╭─ Raw data

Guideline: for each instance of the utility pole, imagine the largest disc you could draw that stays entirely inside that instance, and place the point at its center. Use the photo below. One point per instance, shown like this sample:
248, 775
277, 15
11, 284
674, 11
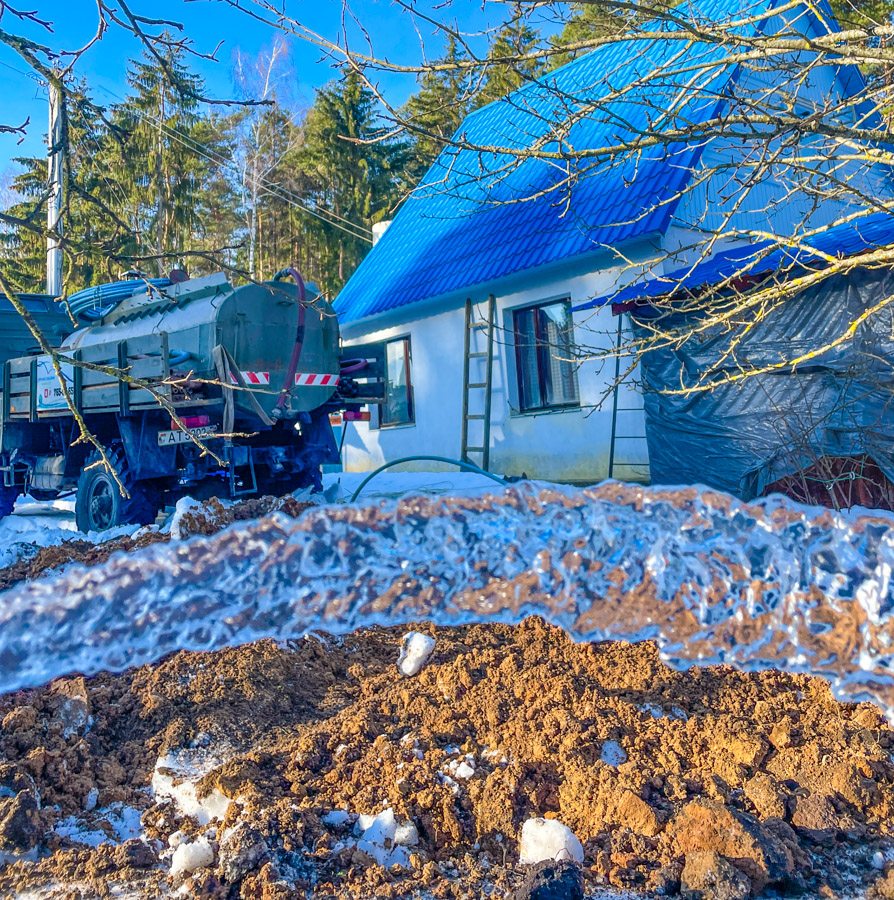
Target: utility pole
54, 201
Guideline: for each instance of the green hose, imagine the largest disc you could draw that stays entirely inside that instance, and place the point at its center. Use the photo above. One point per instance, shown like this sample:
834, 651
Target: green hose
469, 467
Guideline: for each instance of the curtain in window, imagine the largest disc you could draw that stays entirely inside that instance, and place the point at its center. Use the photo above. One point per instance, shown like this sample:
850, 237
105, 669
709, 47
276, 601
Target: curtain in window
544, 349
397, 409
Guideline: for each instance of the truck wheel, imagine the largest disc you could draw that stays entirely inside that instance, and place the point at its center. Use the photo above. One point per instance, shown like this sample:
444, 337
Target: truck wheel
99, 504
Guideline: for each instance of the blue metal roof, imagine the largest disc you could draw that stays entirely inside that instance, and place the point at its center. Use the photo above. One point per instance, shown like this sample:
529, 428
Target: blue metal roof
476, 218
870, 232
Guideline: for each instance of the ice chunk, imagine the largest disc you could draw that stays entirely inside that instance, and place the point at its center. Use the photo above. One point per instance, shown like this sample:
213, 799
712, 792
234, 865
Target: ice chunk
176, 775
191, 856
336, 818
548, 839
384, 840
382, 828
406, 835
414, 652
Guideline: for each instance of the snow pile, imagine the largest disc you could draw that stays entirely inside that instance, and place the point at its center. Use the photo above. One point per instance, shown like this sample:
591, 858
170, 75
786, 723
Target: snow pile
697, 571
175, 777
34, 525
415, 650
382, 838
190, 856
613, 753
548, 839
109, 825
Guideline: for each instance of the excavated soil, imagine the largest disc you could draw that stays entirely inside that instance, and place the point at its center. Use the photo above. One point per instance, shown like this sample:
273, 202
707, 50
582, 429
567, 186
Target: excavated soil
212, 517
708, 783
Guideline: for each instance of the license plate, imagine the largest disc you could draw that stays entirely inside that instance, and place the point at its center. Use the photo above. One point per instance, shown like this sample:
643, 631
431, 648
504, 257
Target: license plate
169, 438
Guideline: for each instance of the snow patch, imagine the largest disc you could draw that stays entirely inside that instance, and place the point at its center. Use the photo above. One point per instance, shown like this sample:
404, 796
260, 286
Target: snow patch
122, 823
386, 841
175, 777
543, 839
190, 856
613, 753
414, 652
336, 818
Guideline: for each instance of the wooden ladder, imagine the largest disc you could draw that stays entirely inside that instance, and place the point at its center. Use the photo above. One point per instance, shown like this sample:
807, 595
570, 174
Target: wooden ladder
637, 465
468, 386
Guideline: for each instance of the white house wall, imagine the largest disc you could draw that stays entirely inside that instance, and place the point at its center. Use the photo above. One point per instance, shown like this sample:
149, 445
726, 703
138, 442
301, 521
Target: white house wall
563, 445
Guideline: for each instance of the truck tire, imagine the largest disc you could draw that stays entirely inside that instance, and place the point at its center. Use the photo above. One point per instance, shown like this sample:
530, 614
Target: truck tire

╰─

Work required: Rewrite the whole listing with every "disc" changed to "circle" and everything else kept the same. Leave out the pictures.

Response to the task:
Guideline: for each instance of the utility pole, imagine the largest circle you could draw that stays entirely inside that instance, and place the point at its center. Use the photo below. One point per instance, shown like this sample:
248, 775
277, 15
11, 284
674, 11
Target: utility pole
54, 201
Guideline: for each instance of the green hose, imagine the largest circle you could draw that stays entirely inside that instance, and place the point at its center. Use the photo above. One point per instance, shown like this sample:
834, 651
Target: green hose
469, 467
Guideline: for each instance of the curtain in window, imagine the largest circle you could draw that stays entirely inside that instance, and place the point at its center. Use the photo above. One point per instance, shown like this sample:
850, 237
105, 669
709, 47
276, 601
Target: curtain in window
544, 349
397, 409
Guideline: for each instance of the truck wheel, imagine the largest circle you could draw that stays entirely inside that instance, and place the point at its center. Use the photo above. One point per instance, shown like this sample:
444, 337
Target: truck wheel
99, 504
Guideline: for each instance of the blue metal roof, imagine the largest circle you could draw that stays entirely inside that instance, and place the point at its center. Use the photo above. One point per instance, shown like this sample:
529, 428
Target: blue metal roof
476, 218
870, 232
Guideline: for each instance of the ice chunk, imagine the largest circle you could draw that stays entirely inside that instance, and place the point at its center. Use the photo above. One point per instance, shown like this sample:
213, 799
712, 792
234, 865
Target: ice chunk
176, 775
191, 856
336, 818
548, 839
384, 840
382, 828
406, 835
414, 652
Guideline: for each instance of the snow pile, imagine the largest circle you could draw that stays entirely inside that instance, and place the point at its center. Use the photo above. One point per instance, shown like this sample:
591, 858
170, 75
786, 723
Target: snow pile
697, 571
175, 777
34, 525
415, 650
382, 838
190, 856
613, 753
548, 839
109, 825
Guideline: for each instance of the excavated soil, imagine the largest circle you could draw that stays entirely inside that instance, and place the point at its center. Use the photo above. One point per instance, shown like this sample:
273, 202
707, 50
582, 429
567, 186
Target: excavated soil
212, 517
708, 783
Guideline: for each instance of the license plate, imagine the largest circle you could draw that stays entirely inside that instance, and place the point at its center. Use the photo above. One point per instance, shown like this sample:
643, 631
431, 648
504, 257
Target: license plate
169, 438
Guideline: for each instance of the snow patch, imagine the largest circle you could draw that stays entirely inside that instance, and place the point at its center. Use the photo above. One point per instance, shown like this sample:
404, 796
260, 286
Target: snow patch
122, 823
386, 841
175, 777
543, 839
190, 856
613, 753
414, 652
336, 818
Guideline: for each instance of the wooden ladder, imagine the largest circle you could draw that stays entirely inside that instance, and place the point at its center. Use the photo above. One point per instance, shown like this sample:
807, 595
570, 174
Target: wooden ladder
637, 465
468, 386
Guideline: for each instance of the white house wall, imagine the largest circle you could draw that stays entirely inside that instance, and place the point at its center. Use the photo above. One point per instance, shown like this sample:
149, 445
726, 703
138, 442
301, 521
Target: white house wall
563, 445
Guideline: for each instance of the truck tire, imagine the largest circle you could draw that stays entirely inside that instance, and place the point at its center. Use the photo above. One point per instance, shown like this sample:
530, 614
Target: truck tire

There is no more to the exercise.